▸ Brief A:
Answer these questions from the passage:
(i) What is absent from John's curly black hair?
(ii) What did the black sockets of the skulls have?
(iii) How does John fear the spirits might punish him?
▸ Brief B:
Reproduce the passage word for word from "Joshua says the" up to and including "betrayed these people.".

▸ Passage:
--
The next morning, back in Ulapunguna, John is sitting on his haunches, hands over the fire, head down. There are no flowers or ferns in his curly black hair. He is deeply agitated.
Joshua says the spirits of Kopao came to John in the night. The skulls spoke to him. The black sockets had red eyes like some nocturnal bush creature. The skulls said they had seen John bring a white man into the sacred place. They had heard John tell the secret story to the white man, and they were angry. This was a story for the Meakambut, not for the white man.
John is worried that the spirits might punish him by killing Lidia. He has a bad feeling. He wants to leave immediately, run out of the mountains to the river and paddle downstream to wherever she is. I am to blame for his fears and feel as if I have betrayed these people.
--
▸ Supplied entries:
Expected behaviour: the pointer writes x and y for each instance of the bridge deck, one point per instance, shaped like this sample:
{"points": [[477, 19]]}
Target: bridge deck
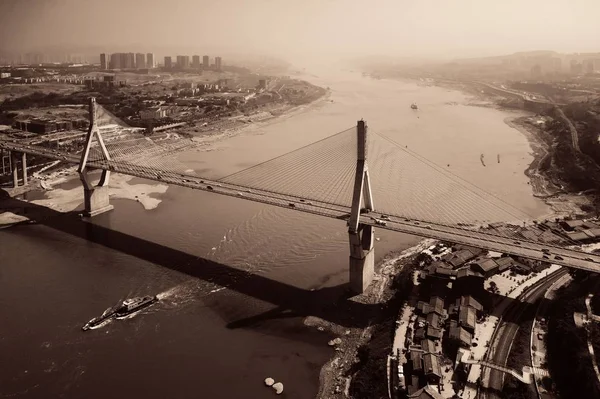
{"points": [[521, 247]]}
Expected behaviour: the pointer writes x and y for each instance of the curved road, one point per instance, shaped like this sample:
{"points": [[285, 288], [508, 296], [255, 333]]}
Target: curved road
{"points": [[506, 332]]}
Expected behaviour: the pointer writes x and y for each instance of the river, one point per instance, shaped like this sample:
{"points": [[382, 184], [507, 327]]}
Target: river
{"points": [[202, 340]]}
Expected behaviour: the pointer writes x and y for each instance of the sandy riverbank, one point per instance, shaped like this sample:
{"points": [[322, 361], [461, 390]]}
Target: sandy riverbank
{"points": [[120, 186], [67, 200]]}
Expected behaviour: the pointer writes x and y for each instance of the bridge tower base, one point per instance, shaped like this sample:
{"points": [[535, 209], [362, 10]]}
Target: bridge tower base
{"points": [[14, 168], [362, 258], [96, 196], [361, 236]]}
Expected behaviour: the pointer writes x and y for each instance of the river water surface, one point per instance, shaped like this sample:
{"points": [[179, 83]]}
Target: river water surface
{"points": [[203, 340]]}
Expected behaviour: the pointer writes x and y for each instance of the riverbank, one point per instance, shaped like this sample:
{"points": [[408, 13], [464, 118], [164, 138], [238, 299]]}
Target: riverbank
{"points": [[357, 347], [351, 350], [549, 181], [66, 200]]}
--
▸ Response area A:
(i) Flowers and ferns.
(ii) Red eyes, like some nocturnal bush creature.
(iii) By killing Lidia.

▸ Response area B:
Joshua says the spirits of Kopao came to John in the night. The skulls spoke to him. The black sockets had red eyes like some nocturnal bush creature. The skulls said they had seen John bring a white man into the sacred place. They had heard John tell the secret story to the white man, and they were angry. This was a story for the Meakambut, not for the white man.
John is worried that the spirits might punish him by killing Lidia. He has a bad feeling. He wants to leave immediately, run out of the mountains to the river and paddle downstream to wherever she is. I am to blame for his fears and feel as if I have betrayed these people.